To be done: Copy the items below word for word, beginning with the line that contains "Please mark the fence" and continuing through the final line of the items.

Records to use:

------------------------

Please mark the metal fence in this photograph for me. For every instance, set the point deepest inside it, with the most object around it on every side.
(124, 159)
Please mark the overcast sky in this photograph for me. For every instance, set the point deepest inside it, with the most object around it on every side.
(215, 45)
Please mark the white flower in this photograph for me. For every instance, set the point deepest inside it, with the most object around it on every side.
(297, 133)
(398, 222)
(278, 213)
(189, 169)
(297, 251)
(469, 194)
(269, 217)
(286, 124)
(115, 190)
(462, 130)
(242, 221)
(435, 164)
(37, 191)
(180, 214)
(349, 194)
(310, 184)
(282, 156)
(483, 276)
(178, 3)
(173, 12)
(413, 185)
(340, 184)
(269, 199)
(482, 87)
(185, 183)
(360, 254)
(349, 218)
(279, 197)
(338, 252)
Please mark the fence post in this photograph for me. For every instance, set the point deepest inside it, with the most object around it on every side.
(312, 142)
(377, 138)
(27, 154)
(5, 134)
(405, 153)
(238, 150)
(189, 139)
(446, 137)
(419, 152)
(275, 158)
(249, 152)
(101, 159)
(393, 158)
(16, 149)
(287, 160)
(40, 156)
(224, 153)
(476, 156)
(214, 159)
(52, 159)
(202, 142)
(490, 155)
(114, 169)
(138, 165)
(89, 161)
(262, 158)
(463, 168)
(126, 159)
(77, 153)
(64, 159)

------------------------

Problem solution:
Please mark the fence post in this photograph for me. For every instance, set the point deepest inside it, with the most object around it on every side.
(312, 142)
(377, 138)
(27, 154)
(5, 134)
(405, 153)
(238, 150)
(189, 139)
(446, 137)
(419, 152)
(275, 158)
(249, 152)
(101, 159)
(393, 158)
(16, 149)
(287, 160)
(40, 156)
(224, 153)
(476, 156)
(214, 159)
(52, 159)
(202, 142)
(490, 155)
(114, 169)
(138, 165)
(89, 161)
(262, 158)
(463, 168)
(126, 159)
(77, 153)
(64, 159)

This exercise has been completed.